## TEXT SECTION
****************************************
The Hornadys perform much better. Much more accurate too. 

Nice Pig!  Congrats Again!


----------



## Bucky T (Feb 23, 2016)

My rifle is an 11yr old CVA Kodiak Pro.


----------



## Killer Kyle (Feb 23, 2016)

jbogg said:


> Nice job Kyle!  Great hunt story and cool pic.  I have never seen a wild hog, but hope that changes with me hunting public mountain land this year.



John, hunt Chattahoochee for a couple years, and you'll start figuring the hogs out and seeing them often. No questions asked. You cannot hunt there regularly without running into hogs! They'll get more active as spring comes on. You'll see! Hope you smoke one during turkey season. I'll be carrying some Hevi-Shot #4's this year with me as my hog rounds that  I can switch to if I find some sign worth sitting on.


----------



## model88_308 (Feb 23, 2016)

Congratulations on a great hunt! A very enjoyable read as well!


----------



## mark-7mag (Feb 23, 2016)

Congrats! Great story and thanks for sharing


----------



## jbogg (Feb 23, 2016)

Killer Kyle said:


> John, hunt Chattahoochee for a couple years, and you'll start figuring the hogs out and seeing them often. No questions asked. You cannot hunt there regularly without running into hogs! They'll get more active as spring comes on. You'll see! Hope you smoke one during turkey season. I'll be carrying some Hevi-Shot #4's this year with me as my hog rounds that  I can switch to if I find some sign worth sitting on.



I will be up there this weekend again exploring some new ground.  Planning on using my Excal crossbow for turkey and would love to have a hog come by.  The fresh hog sign I saw two weeks ago was on a high saddle. Once again, well done.  Can't believe how long the snout is on that thing.  Looks nothing like a domestic pig.  Like an entirely different animal.


----------



## fullstrut (Feb 23, 2016)

Great story and hunt Kyle. Congrats on the hard work it does pay off.


----------



## Killer Kyle (Feb 23, 2016)

Thanks for the kind words guys! That ol' girl did have a snout on her! Looks like she doesn't have much feral blood in her. She might have some, but if she doesn't, I can't tell!


----------



## FMBear (Feb 23, 2016)

There you go, Kyle!!  Great hog and gonna be some darn fine eating to reward yourself for your efforts!!  No doubt you're going to be enjoying some fine BBQ sandwiches this fishing season.

I am shooting the same combo, White Hots and Power Belts.  Easy, fast loading and the White Hots sure are clean over the other powders I've tried.


----------



## 35 Whelen (Feb 23, 2016)

Congrats on a nice mountain hog!  If you like full bore conicals and not sabots you may want to try these instead of powerbelts:

http://www.hornady.com/store/50-Cal-350-gr-FPB/


----------



## antharper (Feb 23, 2016)

Congrats on a well deserved pig !


----------



## tree cutter 08 (Feb 23, 2016)
****************************************
## PROVIDED MATERIAL
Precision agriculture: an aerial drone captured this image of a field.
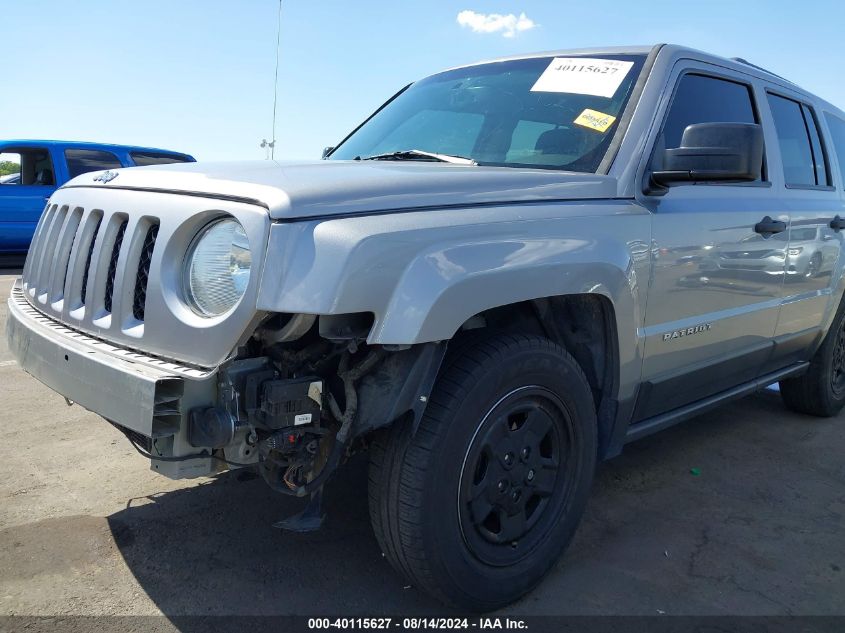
****************************************
## DIRECTION 1
From the forum thread, list the username of every poster whose post begins with "Congrats" or "Congratulations".
## DIRECTION 2
Rewrite the forum thread passage that begins at the words "The Hornadys perform" and stops after "CVA Kodiak Pro.", swapping "rifle" for "muzzleloader".
Answer using only the forum thread.

## FINAL ANSWER 1
model88_308, mark-7mag, 35 Whelen, antharper

## FINAL ANSWER 2
The Hornadys perform much better. Much more accurate too. 

Nice Pig!  Congrats Again!


----------



## Bucky T (Feb 23, 2016)

My muzzleloader is an 11yr old CVA Kodiak Pro.